> What needs to be done
Rewrite the material from the line with "For full credit, report the bounding box of the green field" up to and including the line with "0, 240, 650, 310", replacing "dense vegetation" with "thick undergrowth" and leaving everything else unchanged.

-- start of Data in this exercise --

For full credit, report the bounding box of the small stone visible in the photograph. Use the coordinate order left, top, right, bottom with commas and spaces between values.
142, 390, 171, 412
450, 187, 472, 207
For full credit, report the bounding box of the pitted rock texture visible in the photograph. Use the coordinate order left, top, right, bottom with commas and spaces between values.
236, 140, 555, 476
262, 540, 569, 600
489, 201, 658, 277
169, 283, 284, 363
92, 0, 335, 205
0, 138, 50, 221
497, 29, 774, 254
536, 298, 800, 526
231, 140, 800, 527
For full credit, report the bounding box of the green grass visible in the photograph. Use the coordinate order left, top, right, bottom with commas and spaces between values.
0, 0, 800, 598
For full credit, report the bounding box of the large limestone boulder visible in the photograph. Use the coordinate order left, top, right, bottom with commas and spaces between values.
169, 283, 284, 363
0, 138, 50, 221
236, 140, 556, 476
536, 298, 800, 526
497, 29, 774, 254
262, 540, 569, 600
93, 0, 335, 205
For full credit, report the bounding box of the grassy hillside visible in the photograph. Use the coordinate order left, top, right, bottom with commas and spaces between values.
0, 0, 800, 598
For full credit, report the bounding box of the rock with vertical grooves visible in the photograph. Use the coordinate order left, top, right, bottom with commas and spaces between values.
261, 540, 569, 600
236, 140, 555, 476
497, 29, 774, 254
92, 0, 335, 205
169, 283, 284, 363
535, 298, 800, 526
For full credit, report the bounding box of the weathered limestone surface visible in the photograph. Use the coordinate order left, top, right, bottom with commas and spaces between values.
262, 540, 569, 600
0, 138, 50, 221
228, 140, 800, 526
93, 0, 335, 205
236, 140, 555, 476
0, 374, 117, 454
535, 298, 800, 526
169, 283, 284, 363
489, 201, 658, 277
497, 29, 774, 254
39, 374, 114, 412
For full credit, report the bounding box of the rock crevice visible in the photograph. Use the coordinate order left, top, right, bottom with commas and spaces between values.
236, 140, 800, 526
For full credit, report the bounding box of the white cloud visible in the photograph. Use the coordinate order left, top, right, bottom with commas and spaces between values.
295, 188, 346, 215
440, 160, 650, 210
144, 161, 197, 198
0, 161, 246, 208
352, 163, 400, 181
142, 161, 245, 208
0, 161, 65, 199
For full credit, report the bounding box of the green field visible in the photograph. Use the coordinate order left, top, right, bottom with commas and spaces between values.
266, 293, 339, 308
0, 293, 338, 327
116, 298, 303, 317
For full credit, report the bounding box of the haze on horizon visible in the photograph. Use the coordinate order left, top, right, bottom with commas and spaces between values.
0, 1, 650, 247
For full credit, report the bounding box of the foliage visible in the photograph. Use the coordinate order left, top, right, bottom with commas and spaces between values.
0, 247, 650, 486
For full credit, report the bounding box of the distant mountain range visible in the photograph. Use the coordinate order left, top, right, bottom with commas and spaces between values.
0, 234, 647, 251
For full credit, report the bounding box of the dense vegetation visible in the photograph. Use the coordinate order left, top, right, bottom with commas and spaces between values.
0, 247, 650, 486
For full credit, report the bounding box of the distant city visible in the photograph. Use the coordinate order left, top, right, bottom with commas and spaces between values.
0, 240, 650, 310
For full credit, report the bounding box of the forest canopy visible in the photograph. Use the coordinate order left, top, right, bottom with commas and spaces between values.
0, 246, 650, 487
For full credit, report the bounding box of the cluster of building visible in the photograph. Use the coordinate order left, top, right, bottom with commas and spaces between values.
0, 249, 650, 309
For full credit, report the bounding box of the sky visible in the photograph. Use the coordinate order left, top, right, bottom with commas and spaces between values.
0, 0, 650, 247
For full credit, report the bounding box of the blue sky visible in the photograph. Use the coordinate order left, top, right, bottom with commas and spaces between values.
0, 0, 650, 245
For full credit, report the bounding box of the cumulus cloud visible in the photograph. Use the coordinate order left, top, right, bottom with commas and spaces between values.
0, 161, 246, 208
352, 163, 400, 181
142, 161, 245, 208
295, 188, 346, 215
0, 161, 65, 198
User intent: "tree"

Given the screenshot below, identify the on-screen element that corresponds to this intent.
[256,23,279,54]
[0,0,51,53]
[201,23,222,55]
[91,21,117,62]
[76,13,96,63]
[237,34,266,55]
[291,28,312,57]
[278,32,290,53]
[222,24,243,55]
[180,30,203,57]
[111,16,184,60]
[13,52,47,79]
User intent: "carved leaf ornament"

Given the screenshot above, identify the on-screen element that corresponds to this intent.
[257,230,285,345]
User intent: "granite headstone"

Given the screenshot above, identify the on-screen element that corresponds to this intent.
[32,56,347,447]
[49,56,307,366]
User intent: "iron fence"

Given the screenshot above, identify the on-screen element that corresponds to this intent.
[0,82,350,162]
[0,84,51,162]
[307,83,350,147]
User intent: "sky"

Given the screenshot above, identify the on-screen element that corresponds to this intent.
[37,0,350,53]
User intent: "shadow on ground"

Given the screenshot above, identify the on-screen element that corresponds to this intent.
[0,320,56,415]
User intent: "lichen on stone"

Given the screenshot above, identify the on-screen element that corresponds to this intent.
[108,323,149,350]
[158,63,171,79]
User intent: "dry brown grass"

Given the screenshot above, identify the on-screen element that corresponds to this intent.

-- end of Data in this exercise --

> Task solution
For full credit, report the bounding box of the green field visible in the photograph. Use the coordinate order left, top, right, bottom with commas and spaces between values.
266, 293, 339, 308
0, 293, 338, 327
116, 298, 303, 317
For full credit, report the bounding box of the haze on horizon visible in the photograph. Use the coordinate order left, top, right, bottom with commas and spaces between values.
0, 1, 650, 247
For full credit, report the bounding box of the foliage visible in the photograph. Use the coordinate order left, top, right, bottom with commas and spaces between values.
0, 247, 650, 486
For full credit, report the bounding box of the distant mountain range visible in the photograph. Use the coordinate order left, top, right, bottom with commas and spaces between values.
0, 234, 647, 251
For full credit, report the bounding box of the thick undergrowth visible in the photograph. Use the coordinate order left, top, right, bottom with commas and spaces between values.
0, 247, 650, 486
For full credit, report the bounding box of the distant city visible in the photograph. Use the coordinate order left, top, right, bottom with commas and spaces between values.
0, 240, 650, 310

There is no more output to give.